** start Given data **

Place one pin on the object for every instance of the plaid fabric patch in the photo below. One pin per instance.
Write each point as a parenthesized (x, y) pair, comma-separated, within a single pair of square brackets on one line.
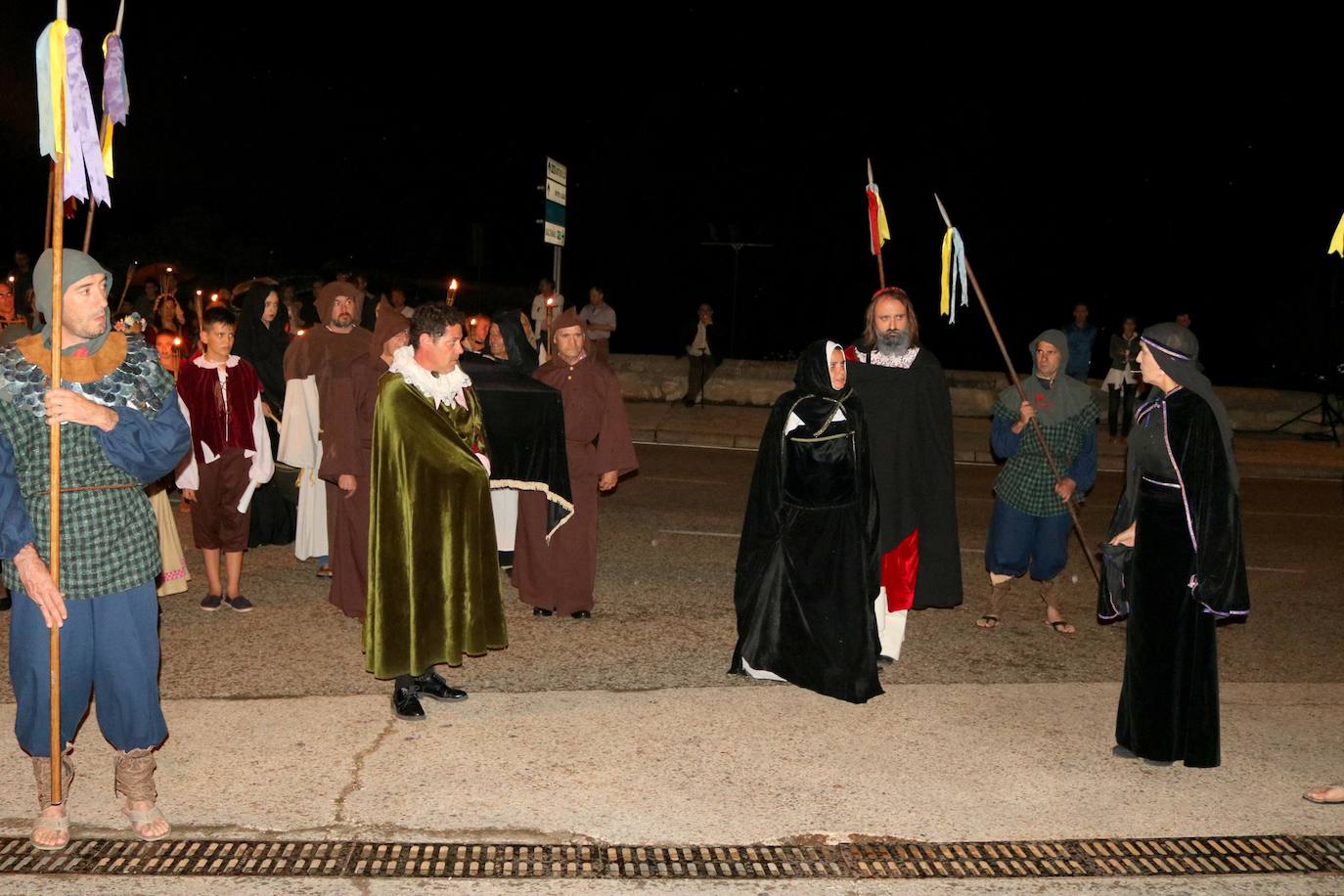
[(109, 538), (1026, 481)]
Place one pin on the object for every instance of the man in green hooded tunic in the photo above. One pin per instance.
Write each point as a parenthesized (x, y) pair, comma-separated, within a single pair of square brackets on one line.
[(1028, 531), (433, 578)]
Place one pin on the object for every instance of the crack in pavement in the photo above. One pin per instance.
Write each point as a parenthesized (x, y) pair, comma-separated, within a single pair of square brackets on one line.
[(355, 784)]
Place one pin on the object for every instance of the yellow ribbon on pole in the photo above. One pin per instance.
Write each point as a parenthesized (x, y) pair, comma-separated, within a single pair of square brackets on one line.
[(945, 287), (57, 75)]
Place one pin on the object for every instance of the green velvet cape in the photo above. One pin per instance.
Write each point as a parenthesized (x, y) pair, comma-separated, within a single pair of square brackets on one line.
[(433, 572)]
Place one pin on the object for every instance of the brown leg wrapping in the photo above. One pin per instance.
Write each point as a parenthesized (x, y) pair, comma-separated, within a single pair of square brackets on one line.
[(136, 774), (42, 771)]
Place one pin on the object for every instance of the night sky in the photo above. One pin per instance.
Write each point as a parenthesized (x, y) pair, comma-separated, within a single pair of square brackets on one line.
[(1165, 173)]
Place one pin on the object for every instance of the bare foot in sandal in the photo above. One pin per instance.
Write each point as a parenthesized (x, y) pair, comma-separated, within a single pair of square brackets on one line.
[(51, 830), (1329, 794), (1058, 622), (146, 820)]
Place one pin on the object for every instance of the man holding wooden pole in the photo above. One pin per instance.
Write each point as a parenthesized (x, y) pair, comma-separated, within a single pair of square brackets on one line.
[(119, 428)]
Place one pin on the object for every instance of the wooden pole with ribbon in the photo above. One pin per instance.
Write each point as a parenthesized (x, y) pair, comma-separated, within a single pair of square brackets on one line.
[(877, 230), (56, 208), (58, 236), (113, 107), (1016, 381), (67, 136)]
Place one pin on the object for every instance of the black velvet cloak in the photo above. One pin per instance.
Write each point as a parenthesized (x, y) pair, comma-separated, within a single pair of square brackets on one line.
[(524, 425), (263, 345), (521, 353), (808, 564), (909, 425), (1186, 571)]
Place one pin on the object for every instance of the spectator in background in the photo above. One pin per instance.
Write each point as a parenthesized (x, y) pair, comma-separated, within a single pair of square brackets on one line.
[(397, 297), (22, 281), (167, 316), (601, 323), (1082, 336), (704, 351), (477, 334), (546, 291), (1122, 378), (13, 324), (147, 304)]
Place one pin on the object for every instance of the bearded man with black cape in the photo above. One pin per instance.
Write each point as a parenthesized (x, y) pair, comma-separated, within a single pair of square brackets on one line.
[(808, 561), (433, 582), (909, 414)]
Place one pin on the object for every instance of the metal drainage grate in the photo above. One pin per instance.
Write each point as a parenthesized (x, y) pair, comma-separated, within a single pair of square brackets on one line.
[(1271, 855)]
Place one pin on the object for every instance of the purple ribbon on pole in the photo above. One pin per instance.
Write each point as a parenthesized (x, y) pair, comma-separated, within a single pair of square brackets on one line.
[(83, 154), (115, 94)]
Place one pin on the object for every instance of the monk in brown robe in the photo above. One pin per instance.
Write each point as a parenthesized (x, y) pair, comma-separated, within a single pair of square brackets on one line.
[(301, 438), (348, 391), (558, 576)]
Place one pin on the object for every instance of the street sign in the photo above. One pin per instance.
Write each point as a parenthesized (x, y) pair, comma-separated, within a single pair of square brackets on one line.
[(554, 214), (557, 172)]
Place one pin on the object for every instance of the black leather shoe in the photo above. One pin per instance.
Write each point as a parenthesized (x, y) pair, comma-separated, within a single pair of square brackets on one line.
[(433, 686), (405, 705)]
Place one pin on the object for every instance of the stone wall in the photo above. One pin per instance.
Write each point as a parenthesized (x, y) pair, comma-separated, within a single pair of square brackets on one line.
[(660, 378)]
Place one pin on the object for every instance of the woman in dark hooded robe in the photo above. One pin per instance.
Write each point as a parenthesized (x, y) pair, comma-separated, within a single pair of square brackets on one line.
[(1181, 517), (510, 341), (261, 340), (808, 564)]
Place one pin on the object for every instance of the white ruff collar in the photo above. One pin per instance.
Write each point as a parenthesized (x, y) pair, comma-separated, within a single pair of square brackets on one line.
[(441, 388)]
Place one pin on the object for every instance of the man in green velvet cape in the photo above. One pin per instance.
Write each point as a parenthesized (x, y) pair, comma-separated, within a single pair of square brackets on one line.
[(433, 578)]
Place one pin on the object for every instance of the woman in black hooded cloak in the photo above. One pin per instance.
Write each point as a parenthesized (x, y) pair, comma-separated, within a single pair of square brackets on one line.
[(1182, 517), (808, 564)]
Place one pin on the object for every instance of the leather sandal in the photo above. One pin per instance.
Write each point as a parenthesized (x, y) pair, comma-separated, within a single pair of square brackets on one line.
[(135, 776), (57, 824), (42, 773), (143, 817)]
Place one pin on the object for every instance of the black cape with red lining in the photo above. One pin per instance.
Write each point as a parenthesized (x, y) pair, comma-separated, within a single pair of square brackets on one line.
[(909, 424)]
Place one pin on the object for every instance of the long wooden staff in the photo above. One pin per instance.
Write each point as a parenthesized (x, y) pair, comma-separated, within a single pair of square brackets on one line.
[(46, 226), (882, 273), (58, 236), (1035, 424)]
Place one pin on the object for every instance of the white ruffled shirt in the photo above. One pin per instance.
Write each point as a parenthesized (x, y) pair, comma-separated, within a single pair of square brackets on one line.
[(444, 387), (262, 464), (441, 388)]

** end Given data **

# [Given instruction]
Reproduce every one of the entries above word for word, omitting the pictures.

# [Response]
Place one pin on the object for every instance of the plaid fabric patch in the photo below. One pin per instance.
Write each point as a parenthesized (x, y) pair, comma-separated, within a single pair of square brackets on one line.
[(109, 538), (1026, 481)]
Place one pin on the object for every instance of the man in green hooded tunic in the photo above. One pin per instance.
Write each point as a parenthesized (x, y) pair, comma-separated, within a single pair of square brackets on one line.
[(1028, 531), (433, 578)]
Place one pin on the object for every instance of the crack in pavement in the photo above. One pin per instance.
Write each point as a parenthesized (x, y) pair, comma-separated, within a single pair of square brackets on one line.
[(355, 784)]
Place one pin on the object for every instance of the yellow ribbon on pole in the photo above. One pin per instance.
Write each point as a parenthesized (x, y) pair, comma-separated, within a single pair of square brackets on one line.
[(945, 287), (57, 75)]
Place one pin on the object for every instance of the green velvet cape in the photo above. One pin per instance.
Write each point as a parenthesized (x, y) pair, comma-separated, within a single pair of square brackets on one line.
[(433, 572)]
Place one pin on the object for every instance of the brown leg wrapping in the photo above. One pin per instance.
Write each point as a parenthesized (x, y) pair, comma-separated, within a single pair of square brackets on one line.
[(136, 774), (42, 771)]
Place one pin on the object for every instance of the night sky in the photo above. One pin per instance.
Write each point as a parenthesized (x, y) pair, comma-separated, within a single pair of square brackets on one line.
[(1165, 173)]
Place one pin on the object for every instance of the bare foot in sandal in the photo above. One pin per instance.
Write each point as a parenthesized (x, y) pair, comma-separated, within a single pair of square brackets on one line.
[(51, 830), (1329, 794), (1058, 622), (146, 820)]
Place one pin on the object for every instance of the man holding wooden pole in the photo above. One pin per instance.
Write each point as a parenthesized (x, y) pair, comma-separated, within a single pair of square brackets on one line.
[(119, 428)]
Place one pin on the object for every instance of the wooden pole with ribbon in the photo above. One pin per instance.
Write each point as a parenthesized (x, y) pair, comma-separated, within a single pair of square brackets on one line.
[(877, 230), (56, 208), (58, 236), (113, 107), (1016, 381), (67, 136)]
Place one pin on the object for every instance of the black velvet cloak in the photo above. One pin per instance.
Write each point as a parenthesized (x, y) pair, comma-separated, within a single pair of square brackets on one line.
[(524, 425), (263, 345), (521, 353), (808, 564), (909, 425), (1186, 571)]
Place one pin on the object for every instance of the spectator in background in the photo above. One pin per instance.
Write each point as a parenthesized (x, y) pair, comma-separated, within a single pair of square brackets on one line.
[(397, 297), (22, 281), (167, 316), (601, 323), (1082, 336), (704, 351), (477, 334), (546, 291), (1122, 378), (13, 324), (147, 304)]
Place one pin on the object for every instance of the bearded man with black cape in the photo above. One pin per instance.
Write each point as a parenthesized (x, y) pair, comma-separated, within a single pair of square brackets on one line.
[(808, 561), (433, 582), (909, 414)]
Place one pin on the object for every instance of the metal drainage grate in the photo above. One pin per instance.
Write each point as a parenthesized (x, y) pair, comma-separated, within a single pair of square brackets on one line.
[(1271, 855)]
Place one pin on the object for every instance of the purple ribbon on pole in the photo above. One pin per instance.
Write each point as a parenthesized (x, y) pair, comma-separated, within a single pair of square brackets on one line.
[(83, 154), (115, 94)]
Place one pin on the object for every instance of the monk in brown robe in the photo above. One pin per instance.
Write each point as a parenthesized (x, y) pair, comma-separated, within a single pair of square brackets on one line.
[(301, 438), (348, 391), (558, 576)]
Place one pin on the object for every instance of the street sign in the photo above. One pin per instance.
Write each point as a parenthesized (x, y) pair, comma-separated, within a single pair of square brackets on one line.
[(554, 214), (557, 172)]
Place one pin on the object for every instance of the black leather shoe in the photo above. One pin per instance.
Write each point as a parenthesized (x, y) pair, comma-separated, within a single pair of square brackets on one line.
[(433, 686), (405, 705)]
Place one pin on the object for every instance of the stone wall in the photo above. One pin per instance.
Write each point as a parenthesized (x, y) pair, comma-separated, within a single pair of square brackets on one line.
[(660, 378)]
Place one pin on the object for every instance of the woman in dark hooded robe in the photo above. One pin per instance.
Write each point as a parenthesized (x, y) pair, comma-separated, within a single pair of square brackets on one line.
[(1181, 517), (510, 341), (261, 340), (808, 564)]
Place one pin on the object for every instance of the white ruff collar in the photo above. One pin per instance.
Write each point as a parenthesized (x, y) pair, comma-separated, within a single pair of square brackets on one line.
[(441, 388)]
Place one pin on the object for every instance of the man in green velvet cape in the photo above. One pin per instance.
Write each point as a parenthesized (x, y) pair, comma-separated, within a single pair of square brackets on one line.
[(433, 578)]
Place one pin on the object for every instance of the woman in black hooded cloak in the photo above. One pin per instance.
Write each point as a parenthesized (x, y) pair, comma-separated, within a single pair of square brackets on one line.
[(1182, 517), (808, 564)]
Place one pin on the object for every instance of the leather sandal in the photo above. One pin per instance.
Write each point as a parenthesized (x, y) pair, comma-separated, within a single pair of square brackets on one line.
[(135, 776), (57, 824), (42, 773), (143, 817)]
Place one pin on the object for every instance of the black cape with red lining in the photo above. One pin per instance.
Write each point as a parenthesized (x, y) pair, comma-separated, within a single pair of square brackets on one line.
[(909, 424)]
Place one pin on the object for every instance of the long wooden staff in the photo above. One pin per instance.
Write each point as a parenthesized (x, y) pair, comma-separated, within a single pair of square brackets on one line.
[(46, 226), (882, 273), (58, 236), (1035, 424)]
Place one pin on the object for every instance of the white ruffled shirt in the photo above. One pin per instance.
Write each point as a parenthesized (x, y) pair, comma-separated, within a single pair of square brackets on one line.
[(444, 387), (262, 464), (441, 388)]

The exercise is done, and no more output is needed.